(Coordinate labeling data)
++++++++

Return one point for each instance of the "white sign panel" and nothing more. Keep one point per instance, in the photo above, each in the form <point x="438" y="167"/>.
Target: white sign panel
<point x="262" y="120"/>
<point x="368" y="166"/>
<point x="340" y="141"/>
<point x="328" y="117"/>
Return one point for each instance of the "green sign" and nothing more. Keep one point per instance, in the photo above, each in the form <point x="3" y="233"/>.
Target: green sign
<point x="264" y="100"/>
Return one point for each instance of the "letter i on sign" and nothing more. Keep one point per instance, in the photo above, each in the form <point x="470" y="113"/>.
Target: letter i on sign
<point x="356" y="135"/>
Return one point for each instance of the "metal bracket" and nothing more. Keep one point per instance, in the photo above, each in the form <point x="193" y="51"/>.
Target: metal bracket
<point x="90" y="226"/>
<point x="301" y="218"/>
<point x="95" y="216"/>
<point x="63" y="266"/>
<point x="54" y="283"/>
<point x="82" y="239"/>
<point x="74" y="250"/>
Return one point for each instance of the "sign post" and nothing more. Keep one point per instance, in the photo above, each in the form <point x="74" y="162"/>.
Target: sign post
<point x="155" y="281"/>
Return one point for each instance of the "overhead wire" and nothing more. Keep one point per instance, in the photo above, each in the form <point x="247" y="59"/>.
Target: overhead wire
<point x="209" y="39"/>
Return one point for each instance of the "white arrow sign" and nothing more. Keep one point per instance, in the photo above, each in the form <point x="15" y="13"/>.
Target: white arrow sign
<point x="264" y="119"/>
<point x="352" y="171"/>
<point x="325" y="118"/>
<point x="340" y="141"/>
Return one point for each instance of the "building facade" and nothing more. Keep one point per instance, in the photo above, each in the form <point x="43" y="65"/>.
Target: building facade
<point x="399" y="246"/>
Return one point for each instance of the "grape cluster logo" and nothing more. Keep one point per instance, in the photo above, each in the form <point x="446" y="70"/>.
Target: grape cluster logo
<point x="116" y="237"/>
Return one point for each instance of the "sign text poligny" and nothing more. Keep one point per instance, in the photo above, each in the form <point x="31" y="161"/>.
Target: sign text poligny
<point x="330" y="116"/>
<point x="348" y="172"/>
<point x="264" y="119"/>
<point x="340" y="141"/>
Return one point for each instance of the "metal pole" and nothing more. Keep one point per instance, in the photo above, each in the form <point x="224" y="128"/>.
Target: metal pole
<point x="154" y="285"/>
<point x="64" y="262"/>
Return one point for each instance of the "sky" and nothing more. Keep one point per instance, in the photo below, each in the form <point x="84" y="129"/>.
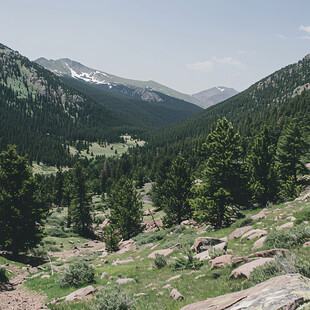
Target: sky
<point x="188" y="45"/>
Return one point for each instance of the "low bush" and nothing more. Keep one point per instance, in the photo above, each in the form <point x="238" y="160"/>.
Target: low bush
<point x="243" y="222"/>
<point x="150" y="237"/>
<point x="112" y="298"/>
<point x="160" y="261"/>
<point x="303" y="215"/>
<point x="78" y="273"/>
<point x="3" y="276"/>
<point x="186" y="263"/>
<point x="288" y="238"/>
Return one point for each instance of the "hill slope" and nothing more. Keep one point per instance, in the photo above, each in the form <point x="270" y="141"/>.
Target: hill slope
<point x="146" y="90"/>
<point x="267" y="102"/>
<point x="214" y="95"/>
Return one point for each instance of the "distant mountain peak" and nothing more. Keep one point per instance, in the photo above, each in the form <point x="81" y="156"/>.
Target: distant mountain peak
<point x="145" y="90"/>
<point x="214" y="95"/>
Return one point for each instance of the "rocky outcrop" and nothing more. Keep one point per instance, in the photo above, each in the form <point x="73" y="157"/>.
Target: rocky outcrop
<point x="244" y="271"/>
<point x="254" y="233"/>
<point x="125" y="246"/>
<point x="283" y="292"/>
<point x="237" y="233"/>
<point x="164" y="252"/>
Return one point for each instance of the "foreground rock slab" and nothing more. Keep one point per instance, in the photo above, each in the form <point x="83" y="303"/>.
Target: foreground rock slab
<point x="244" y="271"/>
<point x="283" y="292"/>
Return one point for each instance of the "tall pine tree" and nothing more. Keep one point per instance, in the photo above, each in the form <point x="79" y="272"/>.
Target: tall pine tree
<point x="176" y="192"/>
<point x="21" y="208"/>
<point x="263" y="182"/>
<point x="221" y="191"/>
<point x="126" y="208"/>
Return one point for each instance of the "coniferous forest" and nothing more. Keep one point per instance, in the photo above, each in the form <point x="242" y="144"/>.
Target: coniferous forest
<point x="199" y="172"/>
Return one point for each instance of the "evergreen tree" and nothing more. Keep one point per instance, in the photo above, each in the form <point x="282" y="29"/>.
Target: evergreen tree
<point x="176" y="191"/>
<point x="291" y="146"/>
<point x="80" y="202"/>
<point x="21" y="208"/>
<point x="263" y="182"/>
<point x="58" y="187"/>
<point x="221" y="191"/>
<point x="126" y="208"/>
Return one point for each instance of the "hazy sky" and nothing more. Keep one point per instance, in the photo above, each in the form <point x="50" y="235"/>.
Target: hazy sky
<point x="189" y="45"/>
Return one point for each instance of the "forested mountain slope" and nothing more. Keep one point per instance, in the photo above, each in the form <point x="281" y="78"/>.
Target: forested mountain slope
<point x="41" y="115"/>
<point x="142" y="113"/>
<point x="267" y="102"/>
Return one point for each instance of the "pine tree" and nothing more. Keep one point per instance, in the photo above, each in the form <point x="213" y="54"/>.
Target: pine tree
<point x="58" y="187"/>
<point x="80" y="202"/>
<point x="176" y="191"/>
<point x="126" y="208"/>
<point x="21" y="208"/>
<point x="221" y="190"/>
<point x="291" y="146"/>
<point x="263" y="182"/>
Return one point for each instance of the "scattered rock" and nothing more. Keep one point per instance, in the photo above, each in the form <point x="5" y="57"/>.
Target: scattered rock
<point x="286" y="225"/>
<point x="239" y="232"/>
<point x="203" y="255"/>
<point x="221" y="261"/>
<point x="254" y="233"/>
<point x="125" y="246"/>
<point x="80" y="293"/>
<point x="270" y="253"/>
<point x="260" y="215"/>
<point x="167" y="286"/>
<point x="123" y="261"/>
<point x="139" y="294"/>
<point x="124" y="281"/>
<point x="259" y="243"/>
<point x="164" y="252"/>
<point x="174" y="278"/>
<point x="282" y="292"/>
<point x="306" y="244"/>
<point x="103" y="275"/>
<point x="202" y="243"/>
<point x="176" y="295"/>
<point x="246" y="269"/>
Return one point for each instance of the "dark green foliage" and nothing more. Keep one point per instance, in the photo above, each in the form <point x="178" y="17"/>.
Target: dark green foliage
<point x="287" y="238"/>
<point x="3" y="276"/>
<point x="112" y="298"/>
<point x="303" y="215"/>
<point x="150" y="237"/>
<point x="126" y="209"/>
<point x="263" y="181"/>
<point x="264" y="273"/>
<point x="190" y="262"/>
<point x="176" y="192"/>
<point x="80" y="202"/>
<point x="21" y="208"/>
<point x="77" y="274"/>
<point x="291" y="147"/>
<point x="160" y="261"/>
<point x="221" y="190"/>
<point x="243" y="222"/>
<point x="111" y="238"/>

++++++++

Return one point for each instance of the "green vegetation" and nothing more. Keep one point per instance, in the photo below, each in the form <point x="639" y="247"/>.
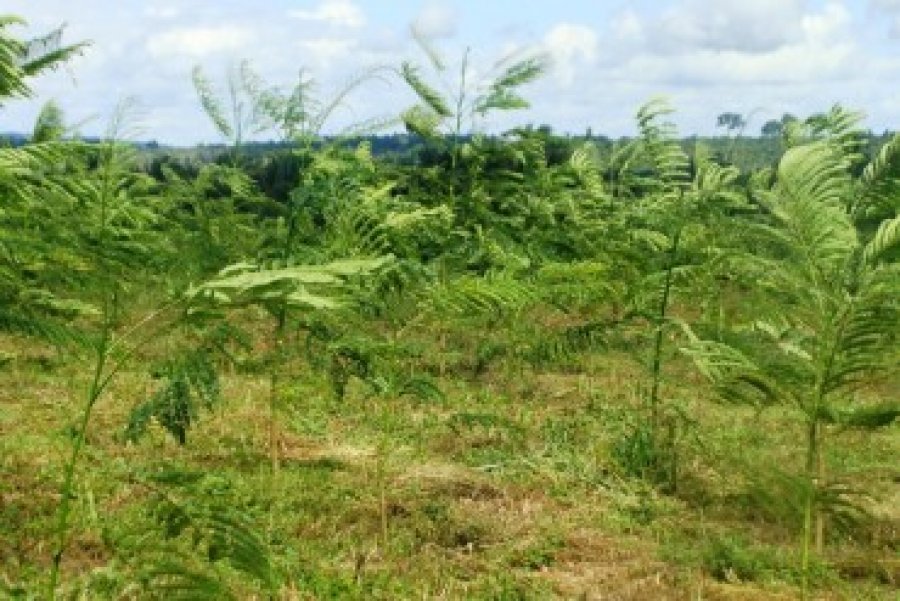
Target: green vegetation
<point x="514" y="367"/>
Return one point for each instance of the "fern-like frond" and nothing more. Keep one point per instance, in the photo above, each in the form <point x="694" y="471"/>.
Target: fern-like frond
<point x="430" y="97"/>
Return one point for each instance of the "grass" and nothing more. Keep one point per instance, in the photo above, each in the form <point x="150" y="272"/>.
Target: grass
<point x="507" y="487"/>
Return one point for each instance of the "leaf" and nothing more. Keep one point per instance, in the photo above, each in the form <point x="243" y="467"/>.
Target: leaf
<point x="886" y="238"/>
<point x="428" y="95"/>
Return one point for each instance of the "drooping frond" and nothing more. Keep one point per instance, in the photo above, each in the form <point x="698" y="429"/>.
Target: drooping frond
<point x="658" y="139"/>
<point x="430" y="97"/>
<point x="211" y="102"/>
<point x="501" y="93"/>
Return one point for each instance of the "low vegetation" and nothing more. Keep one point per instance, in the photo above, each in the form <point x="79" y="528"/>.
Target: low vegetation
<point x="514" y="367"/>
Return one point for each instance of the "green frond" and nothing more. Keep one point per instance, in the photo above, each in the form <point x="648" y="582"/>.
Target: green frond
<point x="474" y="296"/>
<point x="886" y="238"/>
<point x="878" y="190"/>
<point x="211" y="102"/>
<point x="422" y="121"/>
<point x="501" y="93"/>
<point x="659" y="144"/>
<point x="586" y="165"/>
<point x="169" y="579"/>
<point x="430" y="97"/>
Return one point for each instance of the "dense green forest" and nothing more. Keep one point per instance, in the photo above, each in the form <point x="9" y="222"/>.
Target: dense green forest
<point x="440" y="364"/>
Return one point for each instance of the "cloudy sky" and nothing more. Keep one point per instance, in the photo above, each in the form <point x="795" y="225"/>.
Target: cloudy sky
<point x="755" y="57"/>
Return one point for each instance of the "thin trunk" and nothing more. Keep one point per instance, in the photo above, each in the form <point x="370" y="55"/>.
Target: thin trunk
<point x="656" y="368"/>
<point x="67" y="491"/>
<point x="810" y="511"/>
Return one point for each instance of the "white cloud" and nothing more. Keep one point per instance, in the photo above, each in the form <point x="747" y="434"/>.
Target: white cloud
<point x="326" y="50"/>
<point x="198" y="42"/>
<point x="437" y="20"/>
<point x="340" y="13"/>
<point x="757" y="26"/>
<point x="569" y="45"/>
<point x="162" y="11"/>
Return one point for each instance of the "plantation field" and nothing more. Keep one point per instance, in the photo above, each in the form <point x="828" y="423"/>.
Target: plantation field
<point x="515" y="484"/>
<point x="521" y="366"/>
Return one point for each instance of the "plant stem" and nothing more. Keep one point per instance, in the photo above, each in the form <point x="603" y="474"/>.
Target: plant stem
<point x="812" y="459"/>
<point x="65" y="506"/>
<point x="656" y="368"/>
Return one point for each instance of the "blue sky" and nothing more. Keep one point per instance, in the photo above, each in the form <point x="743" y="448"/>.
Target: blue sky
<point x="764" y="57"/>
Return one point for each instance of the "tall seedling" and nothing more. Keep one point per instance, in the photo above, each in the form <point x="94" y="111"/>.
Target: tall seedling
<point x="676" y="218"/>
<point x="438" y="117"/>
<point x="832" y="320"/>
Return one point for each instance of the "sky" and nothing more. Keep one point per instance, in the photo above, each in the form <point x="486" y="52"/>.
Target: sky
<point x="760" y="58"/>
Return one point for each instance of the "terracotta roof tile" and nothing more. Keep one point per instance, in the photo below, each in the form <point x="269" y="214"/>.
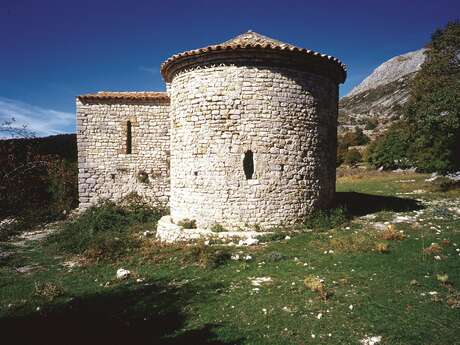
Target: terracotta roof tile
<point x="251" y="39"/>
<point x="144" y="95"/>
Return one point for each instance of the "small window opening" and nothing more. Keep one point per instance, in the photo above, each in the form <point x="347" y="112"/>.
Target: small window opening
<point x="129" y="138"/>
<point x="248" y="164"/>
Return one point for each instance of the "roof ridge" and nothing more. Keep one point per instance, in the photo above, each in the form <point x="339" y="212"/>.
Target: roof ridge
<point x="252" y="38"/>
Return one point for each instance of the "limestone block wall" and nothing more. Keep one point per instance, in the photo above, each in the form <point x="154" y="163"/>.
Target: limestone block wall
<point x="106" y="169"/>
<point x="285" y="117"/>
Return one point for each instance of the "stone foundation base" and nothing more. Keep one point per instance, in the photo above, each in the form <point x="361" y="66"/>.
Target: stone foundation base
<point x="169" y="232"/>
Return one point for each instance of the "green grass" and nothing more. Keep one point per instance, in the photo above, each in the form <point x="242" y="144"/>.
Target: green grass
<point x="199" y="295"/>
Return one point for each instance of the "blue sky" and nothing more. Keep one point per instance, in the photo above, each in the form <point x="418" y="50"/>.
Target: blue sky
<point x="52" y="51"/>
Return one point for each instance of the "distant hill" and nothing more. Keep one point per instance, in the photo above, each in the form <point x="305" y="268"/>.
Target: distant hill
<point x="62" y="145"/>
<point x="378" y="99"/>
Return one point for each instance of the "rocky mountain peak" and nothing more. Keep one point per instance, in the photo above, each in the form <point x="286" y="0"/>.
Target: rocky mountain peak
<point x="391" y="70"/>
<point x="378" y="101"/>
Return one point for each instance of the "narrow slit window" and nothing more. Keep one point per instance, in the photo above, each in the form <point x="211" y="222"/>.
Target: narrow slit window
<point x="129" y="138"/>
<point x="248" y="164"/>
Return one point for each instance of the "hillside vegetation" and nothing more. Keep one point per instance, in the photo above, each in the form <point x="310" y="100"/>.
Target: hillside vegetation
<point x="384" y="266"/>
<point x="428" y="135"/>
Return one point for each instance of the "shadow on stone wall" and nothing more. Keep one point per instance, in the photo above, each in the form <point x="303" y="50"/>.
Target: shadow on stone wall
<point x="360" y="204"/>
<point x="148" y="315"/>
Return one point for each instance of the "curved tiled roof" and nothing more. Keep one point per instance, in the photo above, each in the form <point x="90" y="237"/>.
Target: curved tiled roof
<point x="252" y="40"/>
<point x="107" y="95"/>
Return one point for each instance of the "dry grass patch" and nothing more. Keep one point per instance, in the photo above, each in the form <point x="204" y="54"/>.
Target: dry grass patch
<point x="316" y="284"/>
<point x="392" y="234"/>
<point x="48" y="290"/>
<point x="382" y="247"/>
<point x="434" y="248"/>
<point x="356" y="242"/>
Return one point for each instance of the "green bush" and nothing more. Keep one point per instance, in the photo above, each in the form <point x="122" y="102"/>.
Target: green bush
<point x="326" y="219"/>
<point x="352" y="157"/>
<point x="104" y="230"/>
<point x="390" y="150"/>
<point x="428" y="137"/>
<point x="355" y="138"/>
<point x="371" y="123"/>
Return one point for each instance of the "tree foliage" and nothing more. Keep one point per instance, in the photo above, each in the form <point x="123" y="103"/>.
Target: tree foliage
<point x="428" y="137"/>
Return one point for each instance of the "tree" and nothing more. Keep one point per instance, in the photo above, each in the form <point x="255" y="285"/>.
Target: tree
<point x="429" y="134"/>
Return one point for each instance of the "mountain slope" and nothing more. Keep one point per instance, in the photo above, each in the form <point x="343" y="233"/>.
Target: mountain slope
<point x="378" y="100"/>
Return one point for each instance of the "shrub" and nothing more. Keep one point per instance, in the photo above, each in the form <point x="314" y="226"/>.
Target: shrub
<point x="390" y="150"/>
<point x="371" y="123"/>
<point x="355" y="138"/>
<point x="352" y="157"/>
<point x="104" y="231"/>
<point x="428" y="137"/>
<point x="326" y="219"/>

++++++++

Please count the lines in the items above that contain the word "blue", treating case as significant, and reply with the number alone.

4